Records for the exercise:
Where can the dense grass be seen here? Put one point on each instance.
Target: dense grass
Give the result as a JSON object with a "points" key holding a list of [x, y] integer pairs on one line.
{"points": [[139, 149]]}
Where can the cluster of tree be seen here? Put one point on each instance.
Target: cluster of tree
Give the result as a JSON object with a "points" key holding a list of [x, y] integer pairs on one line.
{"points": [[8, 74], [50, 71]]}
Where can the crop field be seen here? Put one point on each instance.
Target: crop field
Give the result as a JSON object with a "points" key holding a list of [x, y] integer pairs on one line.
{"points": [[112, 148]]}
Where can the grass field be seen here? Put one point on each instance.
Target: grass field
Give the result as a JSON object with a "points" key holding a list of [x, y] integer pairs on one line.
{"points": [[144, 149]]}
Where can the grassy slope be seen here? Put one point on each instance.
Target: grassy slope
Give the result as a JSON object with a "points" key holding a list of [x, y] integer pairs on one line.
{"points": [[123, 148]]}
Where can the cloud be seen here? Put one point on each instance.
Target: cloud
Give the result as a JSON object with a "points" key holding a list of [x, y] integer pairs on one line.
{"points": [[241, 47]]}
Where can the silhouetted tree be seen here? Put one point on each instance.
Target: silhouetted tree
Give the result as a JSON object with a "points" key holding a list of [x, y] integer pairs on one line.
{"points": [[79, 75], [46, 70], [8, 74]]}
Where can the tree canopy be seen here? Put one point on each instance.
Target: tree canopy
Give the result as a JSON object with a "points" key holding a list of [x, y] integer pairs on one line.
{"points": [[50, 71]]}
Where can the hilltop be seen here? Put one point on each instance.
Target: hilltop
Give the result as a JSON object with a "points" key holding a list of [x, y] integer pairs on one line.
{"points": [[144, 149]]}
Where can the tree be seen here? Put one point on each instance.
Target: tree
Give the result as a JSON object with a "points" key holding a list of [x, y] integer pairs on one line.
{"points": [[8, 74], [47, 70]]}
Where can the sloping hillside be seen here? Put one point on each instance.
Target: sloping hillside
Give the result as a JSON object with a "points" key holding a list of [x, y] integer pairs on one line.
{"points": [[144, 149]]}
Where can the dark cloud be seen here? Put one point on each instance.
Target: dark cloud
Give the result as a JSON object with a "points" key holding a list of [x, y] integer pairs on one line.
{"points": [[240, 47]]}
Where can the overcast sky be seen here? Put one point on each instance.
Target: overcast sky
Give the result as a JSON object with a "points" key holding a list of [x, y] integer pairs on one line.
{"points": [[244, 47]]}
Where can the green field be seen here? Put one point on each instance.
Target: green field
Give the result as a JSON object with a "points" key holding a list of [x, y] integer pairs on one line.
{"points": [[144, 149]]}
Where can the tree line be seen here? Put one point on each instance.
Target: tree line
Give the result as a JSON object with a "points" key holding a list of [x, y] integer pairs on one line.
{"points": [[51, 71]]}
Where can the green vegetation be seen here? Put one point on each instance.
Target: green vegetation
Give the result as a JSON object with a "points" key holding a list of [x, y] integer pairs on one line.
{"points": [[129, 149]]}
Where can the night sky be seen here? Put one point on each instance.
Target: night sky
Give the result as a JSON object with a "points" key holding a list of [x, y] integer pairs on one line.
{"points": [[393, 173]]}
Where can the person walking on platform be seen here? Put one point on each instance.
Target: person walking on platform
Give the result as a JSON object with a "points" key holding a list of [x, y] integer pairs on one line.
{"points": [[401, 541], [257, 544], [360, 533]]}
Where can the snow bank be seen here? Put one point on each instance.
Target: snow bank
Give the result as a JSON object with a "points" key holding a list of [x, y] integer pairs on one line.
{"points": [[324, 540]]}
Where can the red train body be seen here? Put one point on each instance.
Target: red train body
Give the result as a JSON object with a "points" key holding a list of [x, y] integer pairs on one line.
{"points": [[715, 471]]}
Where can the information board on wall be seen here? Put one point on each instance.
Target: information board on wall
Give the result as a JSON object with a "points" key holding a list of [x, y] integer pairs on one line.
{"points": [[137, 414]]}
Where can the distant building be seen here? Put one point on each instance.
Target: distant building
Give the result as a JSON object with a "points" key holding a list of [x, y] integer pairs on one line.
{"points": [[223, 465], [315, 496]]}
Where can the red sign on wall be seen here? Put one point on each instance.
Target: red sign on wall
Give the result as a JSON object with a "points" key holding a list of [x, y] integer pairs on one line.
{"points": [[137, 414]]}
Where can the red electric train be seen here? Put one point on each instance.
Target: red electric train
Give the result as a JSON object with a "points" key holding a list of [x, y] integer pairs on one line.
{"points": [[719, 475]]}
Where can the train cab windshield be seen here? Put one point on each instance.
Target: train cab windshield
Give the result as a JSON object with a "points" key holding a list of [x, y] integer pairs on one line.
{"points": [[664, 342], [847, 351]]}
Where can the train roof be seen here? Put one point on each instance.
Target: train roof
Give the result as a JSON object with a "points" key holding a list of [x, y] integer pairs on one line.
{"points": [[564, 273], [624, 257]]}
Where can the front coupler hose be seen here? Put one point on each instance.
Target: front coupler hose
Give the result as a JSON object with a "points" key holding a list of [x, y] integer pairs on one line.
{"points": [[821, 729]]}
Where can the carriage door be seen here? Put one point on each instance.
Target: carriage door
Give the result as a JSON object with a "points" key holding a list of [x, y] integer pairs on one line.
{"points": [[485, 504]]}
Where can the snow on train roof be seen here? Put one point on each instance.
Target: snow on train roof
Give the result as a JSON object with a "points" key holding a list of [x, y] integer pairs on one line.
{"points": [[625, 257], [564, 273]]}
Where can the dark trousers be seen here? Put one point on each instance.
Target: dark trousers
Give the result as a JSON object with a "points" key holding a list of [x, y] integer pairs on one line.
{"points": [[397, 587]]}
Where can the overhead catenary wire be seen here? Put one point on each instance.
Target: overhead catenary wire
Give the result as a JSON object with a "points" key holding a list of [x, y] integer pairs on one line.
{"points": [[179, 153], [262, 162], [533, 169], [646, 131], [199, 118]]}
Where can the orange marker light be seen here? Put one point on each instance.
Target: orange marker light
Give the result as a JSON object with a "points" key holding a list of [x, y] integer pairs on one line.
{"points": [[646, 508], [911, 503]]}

Task: The data, all of it, should be transcribed exactly.

Solved exercise:
Where can the dense grass be seen here? Put one point on each instance.
Target: dense grass
Give the result as a JSON object with a "points" key holding a list of [x, y] integer pairs on one line.
{"points": [[139, 149]]}
Where can the cluster of tree be seen here? Put one point on each instance.
Target: cluster of tree
Give the result as a JSON object with a "points" key holding a list of [x, y] integer pairs on one line.
{"points": [[8, 74], [50, 71]]}
Where can the crop field be seen here? Put one point on each instance.
Target: crop field
Give the result as a JSON object with a "points" key holding a list of [x, y] integer pairs on one line.
{"points": [[112, 148]]}
Where can the grass field be seen here? Put one point on each instance.
Target: grass field
Give the result as a JSON object with a "points" key holding a list of [x, y] integer pairs on one line.
{"points": [[144, 149]]}
Where can the grassy slope be seen here? Put one point on each instance.
Target: grassy slope
Give the result as a JSON object with a "points" key holding a list of [x, y] integer pairs on one line.
{"points": [[123, 148]]}
Where can the cloud be seen here? Put one point on each instance.
Target: cloud
Give the result as a JSON object with a "points" key holding a list of [x, y] integer pairs on one line.
{"points": [[241, 47]]}
Where can the silhouetted tree be seen here? Put one point on each instance.
Target: silhouetted tree
Give the result as a JSON object with a "points" key holding a list of [x, y] integer pairs on one line.
{"points": [[79, 75], [46, 70], [8, 74]]}
Where can the tree canopy be seen here? Put one point on each instance.
Target: tree canopy
Give the result as a JSON object with a "points" key holding a list of [x, y] integer pairs on one line.
{"points": [[50, 71]]}
Where can the hilltop be seen here? Put one point on each instance.
Target: hilltop
Give the result as a JSON object with a "points" key holding a list of [x, y] integer pairs on one line.
{"points": [[144, 149]]}
Where can the tree be seen here? Put one point on each instance.
Target: tree
Give the result as a JSON object with a "points" key holding a list of [x, y] integer pairs on one line.
{"points": [[8, 74], [47, 70]]}
Where can the sloping hillside be seen here? Put one point on each instance.
Target: sloping hillside
Give the result as a JSON object with a "points" key holding a list of [x, y] integer pairs on one line.
{"points": [[144, 149]]}
Where can the dark cloud be seen here? Put one point on each instance.
Target: dark cloud
Give the result as a JSON object with a "points" key holding a list of [x, y] integer pairs on one line.
{"points": [[240, 47]]}
Where can the overcast sky be seen here? Put one point on each instance.
Target: overcast sky
Give the result as a JSON object with a "points" key holding a list of [x, y] integer pairs on one line.
{"points": [[244, 47]]}
Where can the green field be seen here? Put one point on each instance.
Target: green field
Give the result as a JSON object with a "points" key holding a list of [x, y] integer pairs on one line.
{"points": [[144, 149]]}
Where can the tree line be seen here? Put one point on each instance.
Target: tree line
Give the result as a JSON object with a "points" key holding a list of [x, y] integer pairs on one line.
{"points": [[51, 71]]}
Where can the green vegetation be seen here? Put one point on each instance.
Target: green vegetation
Give the result as a JSON object with a "points" key holding a list of [x, y] integer pairs on one line.
{"points": [[129, 149]]}
Where can the night sky be seen here? Put one point on each instance.
Target: night sky
Give the result as a JSON object with a "points" key holding a list of [x, y] integer pairs on one line.
{"points": [[393, 173]]}
Where can the person walking on platform be seen here? Put one point on each instance.
Target: person walking on platform
Give the result as a JSON object with a "points" key holding a list of [x, y] integer pairs on one line.
{"points": [[401, 541], [257, 544], [360, 533]]}
Where can the snow bank be seen here? Put one point on each instance.
Target: snow bank
Give the result as a JSON object with a "points" key holding a list of [x, y] integer pairs on one line.
{"points": [[324, 540]]}
Where can the red train body be seen here? Put one point on each instance.
Target: red train body
Give the result as a JSON object with a "points" key holding a list of [x, y] integer pairs on one line.
{"points": [[715, 471]]}
Where can the information board on wall be seen here? Put one point on each instance.
Target: information board on wall
Give the result as a JSON object with a "points" key holding a list of [x, y] integer pairs on one line.
{"points": [[137, 414]]}
Where can the distant building be seen here? Put one point on each instance.
Target: distant building
Give the result as a JSON object with a "points" key holding a list of [x, y] integer pairs on one line.
{"points": [[223, 465], [315, 496]]}
Where can the red sign on wall be seen here? Put one point on each instance.
Target: red sign on wall
Give the result as a JSON object with a "points" key holding a list of [x, y] integer pairs on one line.
{"points": [[137, 414]]}
Where can the red electric train be seen here? Put one point on each instance.
Target: red electric train
Give the result as a JSON object with a "points" key holding a list of [x, y] integer pairs on one line.
{"points": [[719, 475]]}
Where can the train cab windshield be seen here? Put one point on each instance.
Target: train cab windshield
Give the result as a JSON object with a "points" key holding a list of [x, y] integer pairs on one line.
{"points": [[664, 342], [847, 351]]}
Where can the train roof be seen here? Put one point on each instance.
Target: train roof
Give the result as a JSON object with a "points" key holding a list of [x, y] integer pairs on one line.
{"points": [[564, 273], [624, 257]]}
Where can the front coupler hose be seen here? Put one point on each instance.
Target: front coupler hose
Give the result as a JSON object with a "points" key holding a list of [x, y] integer pairs on one line.
{"points": [[821, 729]]}
Where can the carriage door be seen here? Put one point on each instance.
Target: carriage door
Give the result as a JSON object with a "points" key holding a list of [x, y] integer pairs on one line.
{"points": [[485, 504]]}
Where can the snow on train roof be seen here? Put one point on each instance.
Target: snow on train roof
Give the result as a JSON object with a "points" key holding a list of [x, y] integer pairs on one line.
{"points": [[625, 257], [564, 273]]}
Where can the dark trousers be seen here? Put one point on each instance.
Target: dark trousers
Give the result as a JSON object with a "points" key holding a list of [x, y] integer pairs on one line.
{"points": [[397, 587]]}
Where can the overhead catenary wire be seen here? Put one point on each instance.
Target: overhead catenary wire
Give the result as a JSON object with a "points" key holding a list of [x, y] integer pairs on one line.
{"points": [[179, 153], [262, 162], [533, 169], [646, 131], [199, 118]]}
Where can the orange marker light be seen here? Put one point on each instance.
Target: orange marker light
Give the result as a JSON object with a "points" key holding a list of [x, y] integer pairs on one line.
{"points": [[646, 508], [911, 503]]}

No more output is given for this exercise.